Records contained in a dataset:
◇ ◇ ◇

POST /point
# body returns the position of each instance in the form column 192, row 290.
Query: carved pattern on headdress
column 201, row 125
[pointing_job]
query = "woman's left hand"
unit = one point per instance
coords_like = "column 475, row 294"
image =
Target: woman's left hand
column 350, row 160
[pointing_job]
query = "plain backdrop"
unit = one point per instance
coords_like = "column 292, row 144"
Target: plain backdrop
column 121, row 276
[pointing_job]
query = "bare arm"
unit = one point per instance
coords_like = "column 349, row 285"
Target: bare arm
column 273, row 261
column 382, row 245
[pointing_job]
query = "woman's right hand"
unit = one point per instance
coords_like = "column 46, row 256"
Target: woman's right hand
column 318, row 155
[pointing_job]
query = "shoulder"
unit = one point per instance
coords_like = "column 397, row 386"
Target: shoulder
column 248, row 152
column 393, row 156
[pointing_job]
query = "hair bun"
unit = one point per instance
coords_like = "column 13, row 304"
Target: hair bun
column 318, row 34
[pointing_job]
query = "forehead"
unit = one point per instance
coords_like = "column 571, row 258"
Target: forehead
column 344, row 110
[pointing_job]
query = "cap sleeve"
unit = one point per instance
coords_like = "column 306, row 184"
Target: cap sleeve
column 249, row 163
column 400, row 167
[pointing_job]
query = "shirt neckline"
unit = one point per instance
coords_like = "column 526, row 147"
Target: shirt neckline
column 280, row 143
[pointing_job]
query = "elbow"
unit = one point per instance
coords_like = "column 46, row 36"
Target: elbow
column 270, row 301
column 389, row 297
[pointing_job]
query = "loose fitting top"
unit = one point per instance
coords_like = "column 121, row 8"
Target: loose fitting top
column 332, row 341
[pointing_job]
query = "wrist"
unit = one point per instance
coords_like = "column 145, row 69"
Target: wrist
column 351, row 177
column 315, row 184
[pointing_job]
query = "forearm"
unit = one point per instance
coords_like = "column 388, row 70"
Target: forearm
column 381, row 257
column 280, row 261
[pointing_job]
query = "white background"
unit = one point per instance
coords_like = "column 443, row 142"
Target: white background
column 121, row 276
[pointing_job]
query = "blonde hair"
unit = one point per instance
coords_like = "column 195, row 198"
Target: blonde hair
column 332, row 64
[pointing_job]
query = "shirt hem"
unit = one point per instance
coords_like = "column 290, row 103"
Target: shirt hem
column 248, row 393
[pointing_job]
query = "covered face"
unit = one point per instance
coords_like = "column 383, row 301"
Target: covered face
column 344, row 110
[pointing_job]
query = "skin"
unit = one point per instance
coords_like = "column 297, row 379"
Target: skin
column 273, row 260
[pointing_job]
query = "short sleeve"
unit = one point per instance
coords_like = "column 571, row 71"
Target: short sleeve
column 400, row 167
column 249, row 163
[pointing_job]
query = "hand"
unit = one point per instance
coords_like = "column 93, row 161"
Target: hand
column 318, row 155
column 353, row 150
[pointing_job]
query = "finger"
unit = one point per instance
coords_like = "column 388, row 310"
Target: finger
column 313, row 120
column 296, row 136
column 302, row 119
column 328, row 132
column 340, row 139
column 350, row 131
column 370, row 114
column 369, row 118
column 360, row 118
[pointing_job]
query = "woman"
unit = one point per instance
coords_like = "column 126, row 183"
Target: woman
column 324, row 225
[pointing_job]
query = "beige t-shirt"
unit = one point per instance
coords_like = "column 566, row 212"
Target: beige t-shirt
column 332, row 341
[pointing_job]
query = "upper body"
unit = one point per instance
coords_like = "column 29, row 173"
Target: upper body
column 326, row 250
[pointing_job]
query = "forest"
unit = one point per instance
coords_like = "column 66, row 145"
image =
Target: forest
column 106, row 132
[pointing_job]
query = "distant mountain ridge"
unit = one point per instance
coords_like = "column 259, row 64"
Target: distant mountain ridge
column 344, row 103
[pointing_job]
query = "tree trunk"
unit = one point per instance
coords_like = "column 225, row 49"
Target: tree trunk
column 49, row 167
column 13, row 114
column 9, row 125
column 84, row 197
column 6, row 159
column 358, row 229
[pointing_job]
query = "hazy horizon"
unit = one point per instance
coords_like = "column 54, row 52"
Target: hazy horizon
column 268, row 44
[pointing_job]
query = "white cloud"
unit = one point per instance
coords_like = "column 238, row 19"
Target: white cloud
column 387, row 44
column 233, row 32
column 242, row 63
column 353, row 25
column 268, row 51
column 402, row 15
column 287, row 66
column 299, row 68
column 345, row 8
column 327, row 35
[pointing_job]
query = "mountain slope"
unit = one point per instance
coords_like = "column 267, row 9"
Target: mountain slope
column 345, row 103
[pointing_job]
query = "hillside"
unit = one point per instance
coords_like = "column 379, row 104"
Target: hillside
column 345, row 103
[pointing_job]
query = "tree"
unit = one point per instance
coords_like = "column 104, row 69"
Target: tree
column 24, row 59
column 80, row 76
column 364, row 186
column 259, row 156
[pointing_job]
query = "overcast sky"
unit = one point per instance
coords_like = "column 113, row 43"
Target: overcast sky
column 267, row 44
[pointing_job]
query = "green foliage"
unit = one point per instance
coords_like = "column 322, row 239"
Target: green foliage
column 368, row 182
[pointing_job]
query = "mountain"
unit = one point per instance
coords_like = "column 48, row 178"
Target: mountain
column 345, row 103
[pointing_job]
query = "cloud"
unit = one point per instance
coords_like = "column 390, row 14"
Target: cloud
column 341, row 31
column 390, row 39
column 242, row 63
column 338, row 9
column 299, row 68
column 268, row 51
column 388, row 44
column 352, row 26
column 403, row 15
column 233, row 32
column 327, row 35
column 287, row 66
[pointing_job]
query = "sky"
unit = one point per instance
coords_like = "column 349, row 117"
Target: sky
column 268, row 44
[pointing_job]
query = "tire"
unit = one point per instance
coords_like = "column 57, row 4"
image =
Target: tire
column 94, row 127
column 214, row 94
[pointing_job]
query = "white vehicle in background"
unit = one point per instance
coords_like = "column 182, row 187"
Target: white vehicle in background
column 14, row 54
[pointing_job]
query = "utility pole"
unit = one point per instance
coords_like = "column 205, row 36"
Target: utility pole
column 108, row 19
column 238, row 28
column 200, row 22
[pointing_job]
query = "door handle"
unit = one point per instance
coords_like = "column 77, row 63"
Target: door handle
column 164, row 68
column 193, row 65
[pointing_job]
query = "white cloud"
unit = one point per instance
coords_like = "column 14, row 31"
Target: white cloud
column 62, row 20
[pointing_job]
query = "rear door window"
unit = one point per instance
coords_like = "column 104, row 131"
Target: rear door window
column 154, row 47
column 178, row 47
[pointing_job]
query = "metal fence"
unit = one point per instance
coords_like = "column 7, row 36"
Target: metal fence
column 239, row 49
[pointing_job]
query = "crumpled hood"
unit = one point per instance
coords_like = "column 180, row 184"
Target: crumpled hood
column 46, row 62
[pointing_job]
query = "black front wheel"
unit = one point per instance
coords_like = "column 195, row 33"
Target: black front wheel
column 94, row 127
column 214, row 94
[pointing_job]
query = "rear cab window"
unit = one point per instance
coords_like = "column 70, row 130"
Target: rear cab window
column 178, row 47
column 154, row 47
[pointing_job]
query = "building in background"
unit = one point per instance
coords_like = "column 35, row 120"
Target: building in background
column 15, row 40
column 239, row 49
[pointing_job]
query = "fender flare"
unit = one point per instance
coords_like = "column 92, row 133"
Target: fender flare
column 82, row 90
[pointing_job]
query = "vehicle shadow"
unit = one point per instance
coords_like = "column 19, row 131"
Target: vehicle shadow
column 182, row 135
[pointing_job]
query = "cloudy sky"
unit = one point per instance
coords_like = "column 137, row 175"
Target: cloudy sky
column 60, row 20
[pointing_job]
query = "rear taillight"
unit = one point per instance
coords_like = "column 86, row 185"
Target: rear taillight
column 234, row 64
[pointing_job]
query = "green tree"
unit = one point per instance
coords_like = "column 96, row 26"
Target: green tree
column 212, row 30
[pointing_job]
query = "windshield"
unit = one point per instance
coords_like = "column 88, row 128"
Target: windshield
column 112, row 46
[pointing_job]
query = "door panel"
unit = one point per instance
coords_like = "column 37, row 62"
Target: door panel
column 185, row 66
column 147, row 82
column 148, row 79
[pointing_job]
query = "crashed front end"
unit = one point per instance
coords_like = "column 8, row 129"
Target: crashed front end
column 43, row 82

◇ ◇ ◇

= What is asked =
Put the rows from the start to the line with "column 393, row 156" into a numbered list, including that line and leaving out any blank lines.

= Exercise solution =
1. POST /point
2. # body returns the position of each instance in the form column 192, row 290.
3. Query: carved pattern on headdress
4. column 201, row 125
5. [pointing_job]
6. query = "woman's left hand"
7. unit = one point per instance
8. coords_like = "column 475, row 294"
9. image =
10. Target: woman's left hand
11. column 350, row 160
12. [pointing_job]
13. query = "plain backdrop"
14. unit = one point per instance
15. coords_like = "column 292, row 144"
16. Target: plain backdrop
17. column 121, row 276
18. [pointing_job]
19. query = "bare arm"
20. unit = one point per instance
21. coords_like = "column 349, row 285"
22. Target: bare arm
23. column 273, row 261
24. column 382, row 245
25. [pointing_job]
26. query = "woman's right hand"
27. unit = one point per instance
28. coords_like = "column 46, row 256"
29. Target: woman's right hand
30. column 318, row 155
31. [pointing_job]
32. query = "shoulder"
33. unit = one point per instance
34. coords_like = "column 397, row 386"
35. Target: shoulder
36. column 248, row 152
37. column 393, row 156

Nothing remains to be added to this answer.